■ Record extracts

========

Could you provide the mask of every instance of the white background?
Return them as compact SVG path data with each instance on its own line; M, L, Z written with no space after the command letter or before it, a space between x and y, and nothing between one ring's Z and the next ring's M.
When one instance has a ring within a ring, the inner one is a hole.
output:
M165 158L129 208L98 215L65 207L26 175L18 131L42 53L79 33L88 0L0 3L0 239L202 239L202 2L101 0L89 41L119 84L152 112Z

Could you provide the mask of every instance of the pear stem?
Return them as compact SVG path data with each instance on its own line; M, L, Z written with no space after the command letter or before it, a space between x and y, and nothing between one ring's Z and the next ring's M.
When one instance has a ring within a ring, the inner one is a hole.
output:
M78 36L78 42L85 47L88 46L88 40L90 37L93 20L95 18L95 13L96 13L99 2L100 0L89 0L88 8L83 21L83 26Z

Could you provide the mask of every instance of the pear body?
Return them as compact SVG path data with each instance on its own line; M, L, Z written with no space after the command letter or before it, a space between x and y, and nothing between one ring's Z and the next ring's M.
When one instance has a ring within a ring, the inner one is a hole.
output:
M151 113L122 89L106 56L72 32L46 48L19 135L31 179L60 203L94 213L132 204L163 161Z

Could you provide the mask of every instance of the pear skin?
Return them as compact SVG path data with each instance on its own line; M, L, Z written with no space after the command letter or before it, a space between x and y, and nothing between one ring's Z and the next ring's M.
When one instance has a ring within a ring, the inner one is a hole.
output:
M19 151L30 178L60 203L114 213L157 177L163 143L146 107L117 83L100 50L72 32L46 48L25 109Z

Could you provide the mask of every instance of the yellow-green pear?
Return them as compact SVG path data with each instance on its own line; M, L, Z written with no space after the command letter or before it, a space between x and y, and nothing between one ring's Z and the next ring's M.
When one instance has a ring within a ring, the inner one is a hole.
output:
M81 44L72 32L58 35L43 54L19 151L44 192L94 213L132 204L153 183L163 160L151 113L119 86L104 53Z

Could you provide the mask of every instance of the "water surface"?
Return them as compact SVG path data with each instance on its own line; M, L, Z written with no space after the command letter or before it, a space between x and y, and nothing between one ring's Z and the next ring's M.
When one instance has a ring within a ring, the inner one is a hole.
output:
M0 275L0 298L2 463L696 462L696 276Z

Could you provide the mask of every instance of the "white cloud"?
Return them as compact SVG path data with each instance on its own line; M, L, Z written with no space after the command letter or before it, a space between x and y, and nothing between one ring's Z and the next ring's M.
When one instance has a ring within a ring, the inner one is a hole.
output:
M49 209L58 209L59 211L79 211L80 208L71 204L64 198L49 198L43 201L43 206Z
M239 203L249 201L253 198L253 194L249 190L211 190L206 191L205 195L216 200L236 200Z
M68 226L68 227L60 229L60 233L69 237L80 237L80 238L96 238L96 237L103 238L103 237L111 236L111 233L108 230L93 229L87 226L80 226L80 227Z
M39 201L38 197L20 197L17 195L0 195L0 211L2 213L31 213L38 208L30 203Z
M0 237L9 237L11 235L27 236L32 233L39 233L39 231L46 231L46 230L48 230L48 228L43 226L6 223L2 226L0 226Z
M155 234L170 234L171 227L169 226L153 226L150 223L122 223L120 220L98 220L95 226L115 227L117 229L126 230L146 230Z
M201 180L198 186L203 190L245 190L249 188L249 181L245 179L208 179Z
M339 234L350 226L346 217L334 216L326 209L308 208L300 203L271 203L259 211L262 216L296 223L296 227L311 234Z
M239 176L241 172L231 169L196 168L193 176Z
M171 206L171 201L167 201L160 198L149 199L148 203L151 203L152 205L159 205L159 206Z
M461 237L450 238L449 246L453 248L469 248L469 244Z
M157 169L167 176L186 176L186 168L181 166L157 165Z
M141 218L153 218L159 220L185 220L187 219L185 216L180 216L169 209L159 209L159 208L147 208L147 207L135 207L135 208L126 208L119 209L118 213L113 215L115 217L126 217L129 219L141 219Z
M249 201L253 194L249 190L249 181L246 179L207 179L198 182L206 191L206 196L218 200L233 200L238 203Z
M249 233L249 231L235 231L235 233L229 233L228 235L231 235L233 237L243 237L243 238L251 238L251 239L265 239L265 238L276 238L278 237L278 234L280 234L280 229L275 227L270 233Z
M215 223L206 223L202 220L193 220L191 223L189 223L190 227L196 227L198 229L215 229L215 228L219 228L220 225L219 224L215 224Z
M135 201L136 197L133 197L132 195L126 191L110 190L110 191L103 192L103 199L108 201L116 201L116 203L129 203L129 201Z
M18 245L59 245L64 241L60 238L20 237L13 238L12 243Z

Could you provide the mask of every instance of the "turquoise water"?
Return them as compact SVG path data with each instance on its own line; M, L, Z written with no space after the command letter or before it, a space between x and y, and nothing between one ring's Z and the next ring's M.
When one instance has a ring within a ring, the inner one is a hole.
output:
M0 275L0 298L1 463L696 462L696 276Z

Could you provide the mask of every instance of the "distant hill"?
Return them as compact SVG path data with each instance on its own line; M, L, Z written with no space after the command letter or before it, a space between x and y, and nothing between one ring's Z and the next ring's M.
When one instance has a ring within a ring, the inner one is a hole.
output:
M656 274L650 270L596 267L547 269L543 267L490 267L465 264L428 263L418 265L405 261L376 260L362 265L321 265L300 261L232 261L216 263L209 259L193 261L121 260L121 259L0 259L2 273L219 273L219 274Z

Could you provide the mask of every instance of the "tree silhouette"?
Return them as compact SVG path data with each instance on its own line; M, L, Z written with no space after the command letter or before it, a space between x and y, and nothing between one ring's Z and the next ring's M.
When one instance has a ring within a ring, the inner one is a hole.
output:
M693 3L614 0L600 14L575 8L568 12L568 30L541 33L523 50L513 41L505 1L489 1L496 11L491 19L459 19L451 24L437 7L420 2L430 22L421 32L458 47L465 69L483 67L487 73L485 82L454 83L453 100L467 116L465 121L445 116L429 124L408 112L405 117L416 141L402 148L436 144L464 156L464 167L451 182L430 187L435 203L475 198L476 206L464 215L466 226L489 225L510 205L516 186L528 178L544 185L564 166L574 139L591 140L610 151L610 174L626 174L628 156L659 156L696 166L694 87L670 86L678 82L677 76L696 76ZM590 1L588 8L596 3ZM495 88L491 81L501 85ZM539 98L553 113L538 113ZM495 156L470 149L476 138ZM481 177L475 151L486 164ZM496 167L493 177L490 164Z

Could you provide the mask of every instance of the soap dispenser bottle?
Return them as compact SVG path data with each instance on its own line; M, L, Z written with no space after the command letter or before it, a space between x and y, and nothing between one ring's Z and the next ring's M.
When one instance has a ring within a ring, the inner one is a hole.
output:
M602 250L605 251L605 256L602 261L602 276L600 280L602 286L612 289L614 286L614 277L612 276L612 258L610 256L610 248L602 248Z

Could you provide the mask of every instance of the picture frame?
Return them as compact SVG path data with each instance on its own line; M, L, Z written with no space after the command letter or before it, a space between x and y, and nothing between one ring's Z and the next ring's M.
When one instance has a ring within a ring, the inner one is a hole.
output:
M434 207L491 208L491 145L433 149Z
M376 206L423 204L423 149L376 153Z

========

Copy out each of the entries above again, word for word and in the same order, with nothing added or left out.

Could you provide the mask of every instance of the white background?
Return them as compact SVG path data with each instance on its own line; M, L, Z written with no space after the command letter or before it, a space between x and y, and nothing between one ring's Z and the next ring's M.
When one instance has a ring within a ring, the inner one is a hole.
output:
M165 158L129 208L98 215L65 207L26 175L18 131L42 53L79 33L88 0L0 3L0 239L202 239L202 2L101 0L89 41L119 84L152 112Z

Could you provide the mask of every instance of the pear stem?
Return them as compact SVG path data with each instance on its own line; M, L, Z written with no space after the command letter or before it, a space between x and y, and nothing between one ring's Z and the next ring's M.
When one instance has a ring within a ring, the inner one is a hole.
output:
M78 36L78 42L85 47L88 46L88 40L90 37L93 20L95 18L95 13L96 13L99 2L100 0L89 0L88 8L83 21L83 26Z

Could you provide the mask of every instance of the pear body?
Return them as compact SVG path data with each instance on its own line; M, L, Z written with no space after the command letter or before it, a space between x and y, and nothing between one ring's Z and the next ring's M.
When one instance has a ring within a ring, the inner one is a hole.
output:
M151 113L122 89L106 56L72 32L46 48L19 135L31 179L60 203L94 213L132 204L163 161Z

Could you provide the mask of every instance of the pear skin?
Return them as compact SVG path data with each instance on its own line; M, L, Z written with no space after the command letter or before it, a space between x and y, and nothing between one ring's Z and the next ring's M.
When one instance has a ring within a ring, the inner one is a hole.
output:
M19 151L30 178L60 203L114 213L157 177L163 143L146 107L117 83L100 50L72 32L46 48L25 109Z

Could you provide the mask of every instance of the yellow-green pear?
Return them as compact SVG path data with each instance on its own line; M, L, Z written with no space after the command letter or before it, a space between x and y, and nothing between one ring's Z and the next ring's M.
When one instance has a ring within a ring, the inner one is a hole.
output:
M81 44L72 32L58 35L43 54L19 151L44 192L94 213L132 204L153 183L163 160L151 113L119 86L104 53Z

Could you provide the mask of every instance of the "water surface"?
Return them as compact SVG path data with each instance on its own line; M, L, Z written with no space after the command letter or before it, a space between x and y, and nothing between one ring's Z and the next ring's M.
When one instance has a ring within a ring, the inner one is a hole.
output:
M0 275L0 298L2 463L696 462L696 276Z

Could you provide the mask of every instance of the "white cloud"?
Return them as compact SVG path data with each instance on its own line; M, L, Z written with no space after the command letter or before it, a space between x and y, and nothing between one ring's Z and the next ring's M.
When one instance has a ring within a ring, the inner one is a hole.
output:
M49 209L58 209L59 211L79 211L80 208L71 204L64 198L49 198L43 201L43 206Z
M239 203L249 201L253 198L253 194L249 190L211 190L206 191L205 195L216 200L236 200Z
M68 226L68 227L60 229L60 233L69 237L80 237L80 238L96 238L96 237L103 238L103 237L111 236L111 233L108 230L93 229L87 226L80 226L80 227Z
M39 201L38 197L20 197L17 195L0 195L0 211L2 213L31 213L38 208L30 203Z
M0 237L9 237L11 235L27 236L32 233L39 233L39 231L46 231L46 230L48 230L48 228L43 226L6 223L2 226L0 226Z
M155 234L170 234L171 227L169 226L153 226L150 223L122 223L120 220L98 220L95 226L115 227L117 229L126 230L146 230Z
M201 180L198 186L203 190L245 190L249 188L249 181L245 179L208 179Z
M339 234L350 226L346 217L334 216L326 209L308 208L300 203L271 203L259 211L262 216L296 223L296 227L311 234Z
M239 176L241 172L231 169L196 168L193 176Z
M171 206L171 201L167 201L160 198L149 199L148 203L151 203L152 205L159 205L159 206Z
M461 237L450 238L449 246L453 248L469 248L469 244Z
M157 169L167 176L186 176L186 168L181 166L157 165Z
M141 218L153 218L159 220L185 220L187 219L185 216L180 216L169 209L159 209L159 208L147 208L147 207L135 207L135 208L126 208L119 209L118 213L113 215L115 217L126 217L129 219L141 219Z
M249 201L253 194L249 190L249 181L246 179L207 179L198 182L206 191L206 196L218 200L233 200L238 203Z
M249 233L249 231L235 231L235 233L229 233L228 235L231 235L233 237L243 237L243 238L251 238L251 239L265 239L265 238L276 238L278 237L278 234L280 234L280 229L275 227L270 233Z
M215 223L206 223L202 220L193 220L191 223L189 223L190 227L196 227L198 229L215 229L215 228L219 228L220 225L219 224L215 224Z
M135 201L136 197L133 197L132 195L126 191L110 190L110 191L103 192L103 199L108 201L116 201L116 203L129 203L129 201Z
M18 245L59 245L64 241L60 238L20 237L13 238L12 243Z

Could you provide the mask of every instance of the "turquoise water"?
Return them as compact SVG path data with each instance on its own line; M, L, Z written with no space after the command letter or before it, a space between x and y, and nothing between one ring's Z and the next ring's M.
When one instance has a ring within a ring, the inner one is a hole.
output:
M0 275L0 298L1 463L696 462L696 276Z

Could you provide the mask of every instance of the "distant hill"?
Return them as compact SVG path data with each instance on its own line; M, L, Z written with no space after the command letter or before it, a space between x and y, and nothing between one ring's Z and the next ring's M.
When one instance has a ring within a ring, the inner one is a hole.
output:
M656 274L650 270L596 267L547 269L543 267L490 267L465 264L428 263L418 265L405 261L376 260L362 265L321 265L300 261L232 261L216 263L209 259L193 261L121 260L121 259L0 259L2 273L219 273L219 274Z

Could you provide the mask of every instance of the "tree silhouette"?
Return them as compact SVG path data with each instance on its own line; M, L, Z written with no space after the command letter or before it, a space between x and y, and nothing between one ring's Z and the next ring's M.
When one instance has a ring within a ring, the inner one is a hole.
output:
M693 3L614 0L600 14L575 8L568 12L568 30L541 33L523 50L513 41L505 1L489 1L496 11L491 19L459 19L451 24L437 7L420 2L430 22L421 32L458 47L465 69L483 67L487 73L485 82L454 83L453 100L467 116L465 121L445 116L429 124L408 112L405 117L416 141L402 148L436 144L464 156L464 167L451 182L430 187L435 203L475 198L476 206L464 215L466 226L489 225L510 205L516 186L528 178L544 185L564 166L574 139L591 140L610 151L610 174L626 174L628 156L659 156L696 166L694 87L670 86L678 82L677 76L696 76ZM590 1L588 8L596 3ZM495 88L491 81L501 85ZM539 98L553 113L538 113ZM495 156L470 149L476 138ZM481 177L475 151L486 164ZM496 167L493 177L490 164Z

Could you provide the mask of every instance of the soap dispenser bottle?
Return them as compact SVG path data with each instance on its own line; M, L, Z written with no space after the command letter or before it, a space between x and y, and nothing between one ring's Z and the next ring's M.
When one instance has a ring within a ring, the inner one is a hole.
output:
M602 250L605 251L605 256L602 261L602 276L600 280L602 286L612 289L614 286L614 277L612 276L612 258L610 256L610 248L602 248Z

Could you provide the mask of every instance of the picture frame?
Return them as compact SVG path data with each instance on its own line; M, L, Z written with no space after the command letter or before it, a space between x and y, and nothing between one ring's Z and the next ring's M.
When one instance has a ring within a ring, the inner one is a hole.
output:
M434 207L491 208L491 145L433 149Z
M376 206L423 204L423 149L376 153Z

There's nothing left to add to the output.